--- Start of Records ---

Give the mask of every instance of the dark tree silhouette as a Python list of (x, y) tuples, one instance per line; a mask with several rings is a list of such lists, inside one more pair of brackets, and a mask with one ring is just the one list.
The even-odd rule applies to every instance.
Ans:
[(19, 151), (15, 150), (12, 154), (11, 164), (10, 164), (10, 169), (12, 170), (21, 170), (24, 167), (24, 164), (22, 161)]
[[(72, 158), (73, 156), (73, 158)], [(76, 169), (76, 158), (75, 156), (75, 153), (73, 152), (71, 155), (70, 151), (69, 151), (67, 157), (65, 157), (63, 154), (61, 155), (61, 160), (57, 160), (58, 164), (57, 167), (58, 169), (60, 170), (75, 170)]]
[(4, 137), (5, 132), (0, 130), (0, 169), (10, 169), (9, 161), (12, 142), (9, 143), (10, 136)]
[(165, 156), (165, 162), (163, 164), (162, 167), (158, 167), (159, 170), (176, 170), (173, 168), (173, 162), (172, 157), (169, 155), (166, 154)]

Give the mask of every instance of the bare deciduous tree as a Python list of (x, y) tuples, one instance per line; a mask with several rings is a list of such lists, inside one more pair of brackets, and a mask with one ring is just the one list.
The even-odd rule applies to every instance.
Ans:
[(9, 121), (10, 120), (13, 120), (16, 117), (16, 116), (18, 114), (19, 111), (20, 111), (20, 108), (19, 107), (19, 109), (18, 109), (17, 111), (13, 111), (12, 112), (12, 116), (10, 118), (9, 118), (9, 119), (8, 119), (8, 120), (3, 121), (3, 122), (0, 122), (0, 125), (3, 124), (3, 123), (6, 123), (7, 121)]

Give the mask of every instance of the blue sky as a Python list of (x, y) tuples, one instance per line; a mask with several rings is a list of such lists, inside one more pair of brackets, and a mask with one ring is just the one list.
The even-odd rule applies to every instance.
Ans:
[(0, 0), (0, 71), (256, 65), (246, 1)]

--- End of Records ---

The problem: Rewrite the entries above, changing each "even-odd rule" to "nonzero winding rule" and keeping all other text the same.

Result of the task:
Give the mask of every instance of the dark tree silhouette as a Python list of (x, y) tuples, one instance per line; a mask with several rings is a list of such lists, inside one more pair of brackets, and a mask with one ring is just the one list.
The nonzero winding rule applies to every instance.
Ans:
[(19, 151), (15, 150), (12, 154), (11, 164), (10, 164), (10, 169), (12, 170), (21, 170), (24, 167), (24, 164), (22, 161)]
[[(72, 158), (73, 156), (73, 158)], [(76, 169), (76, 158), (75, 156), (75, 153), (73, 152), (71, 155), (70, 151), (69, 151), (67, 157), (65, 157), (63, 154), (61, 155), (61, 160), (57, 160), (58, 164), (57, 167), (58, 169), (60, 170), (75, 170)]]
[(4, 137), (5, 132), (0, 130), (0, 169), (10, 169), (9, 161), (12, 142), (9, 143), (10, 136)]
[(165, 156), (165, 162), (163, 164), (162, 167), (158, 167), (159, 170), (176, 170), (173, 168), (173, 162), (172, 157), (169, 155), (166, 154)]

Give the mask of every instance of the bare deciduous tree as a Python list of (x, y) tuples, one instance per line; a mask with several rings is a list of such lists, inside one more pair of brackets, and a mask with one ring is just the one list.
The nonzero winding rule applies to every instance.
Ans:
[(9, 121), (10, 120), (13, 120), (16, 117), (16, 116), (18, 114), (19, 111), (20, 111), (20, 108), (19, 107), (19, 109), (18, 109), (17, 111), (13, 111), (12, 112), (12, 116), (10, 118), (9, 118), (9, 119), (8, 119), (8, 120), (3, 121), (3, 122), (0, 122), (0, 125), (3, 124), (3, 123), (6, 123), (7, 121)]

Give the mask of every instance of the blue sky as a Python list of (x, y) tuples, one instance per line; a mask with several rings is a list of such lists, inside one more pair of brackets, and a mask with one ring is just the one list.
The nonzero winding rule applies to every instance.
Ans:
[(0, 0), (0, 71), (256, 65), (246, 1)]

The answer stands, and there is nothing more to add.